Após 17 anos de luta, extrativistas do Rio Jauaperi obtêm vitória com criação de Resex
Wednesday, 06 de June de 2018As 200 famílias extrativistas que vivem às margens dos rios Branco e Jauaperi, nos estados de Roraima e do Amazonas, saíram vitoriosas de uma batalha que já dura 17 anos. Nesta quarta-feira (6) o Ministério do Meio Ambiente oficializou a criação da Reserva Extrativista Baixo Rio Branco Jauaperi em decreto publicado no Diário Oficial, possibilitando o fim de um ciclo de conflitos e da exploração ilegal dos recursos da região.
Além da Resex Jauaperi, o governo também publicou os decretos de criação de duas unidades de conservação na Caatinga baiana: a Área de Proteção Ambiental (APA) da Ararinha Azul e o Refúgio da Vida Silvestre (Revis ou RVS).
A Reserva Extrativista é uma categoria de Unidade de Conservação específica para o território de populações extrativistas tradicionais. Seu objetivo básico é a conservação dos meios de vida e da cultura dessas populações, que mantém a biodiversidade local e a floresta e cujo modo de vida está fundamentado na pesca e roças de baixo impacto e na coleta de castanha, copaíba e fibras.
No caso da Resex Jauaperi, as famílias estavam ameaçadas pela pesca ilegal de peixes e quelônios (tartarugas), tentativa de grilagem e de expulsão dos moradores. "A região é rica em produtos da floresta e tem muito peixe nos rios e lagos, gerando disputas entre as comunidades e os empresários de Manaus. Agora com a criação da Resex os comunitários vão ter mais força para defender os seus recursos, o seu lugar e o seu jeito de viver", afirma Ciro Campos, pesquisador do Instituto Socioambiental (ISA).
“O Baixo rio Branco é uma importante área de vida de tartarugas da Amazônia (Podocnemis expansa) e por conta disso há muitos conflitos envolvendo sua caça e comércio ilegal. Também há uma pressão forte da pesca comercial predatória sobre o rio Jauaperi que acabou gerando uma série de problemas para as comunidades que aí vivem”, explica Carlos Durigan, Diretor da WCS Brasil.
########
PROBLEMAS A RESOLVER –
1 – Quantas famílias extrativistas vivem às margens dos rios Branco e Jauaperi, segundo a notícia sobre a criação da Resex Jauaperi?
2 – Continue a notícia sobre a criação da Resex Jauaperi logo após a última frase apresentada.

CONTEÚDO DOS DADOS –
########
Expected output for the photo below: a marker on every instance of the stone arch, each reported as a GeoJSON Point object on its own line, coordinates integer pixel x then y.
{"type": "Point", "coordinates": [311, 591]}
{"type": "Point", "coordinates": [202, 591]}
########
RESPOSTAS POR TAREFA –
1 – 200 famílias.

2 –
O pleito pela criação da UC se iniciou em 2001, com uma solicitação das próprias famílias que vivem na área. Ao longo desses 17 anos, o processo contou com uma sequência de disputas judiciais e com a oposição do próprio governo de Roraima (veja box). Segundo Durigan, políticos locais, sobretudo do estado de Roraima, atuaram fortemente para barrar a criação da UC, desconsiderando a vontade das comunidades.
“Chegamos a vivenciar problemas sérios de pressão política e inúmeras tentativas de intimidação e resistência que incluíram ações como a criação de uma APA Estadual incidindo sobre a área e mesmo disseminação de informações falsas de que após a criação da RESEX famílias seriam retiradas da área ou mesmo outras limitações que a criação acarretaria”, afirma o geógrafo.
O decreto publicado nesta quarta-feira estabelece uma área de 581.173 hectares, destacando-se três áreas especiais em trechos do território tradicional dos índios Waimiri Atroari: a zona de preservação, que compreende a faixa de 2 km de largura ao longo dos limites da Resex com a Terra Indígena Waimiri Atroari e onde não são permitidas a ocupação e a utilização direta ou indireta dos recursos naturais; a zona de uso restrito, cuja utilização dos recursos só é permitida após acordo com a comunidade Waimiri (área do Mahoa, 40.565 hectares); e a zona de conservação, na região do Igarapé Xipariña, com 56.747 hectares, na qual não são permitidas a ocupação e a realização de qualquer atividade de uso direto dos recursos naturais ali abrangidos, exceto quanto às atividades de recreação e turismo, desde que sejam definidas no plano de manejo (veja no mapa).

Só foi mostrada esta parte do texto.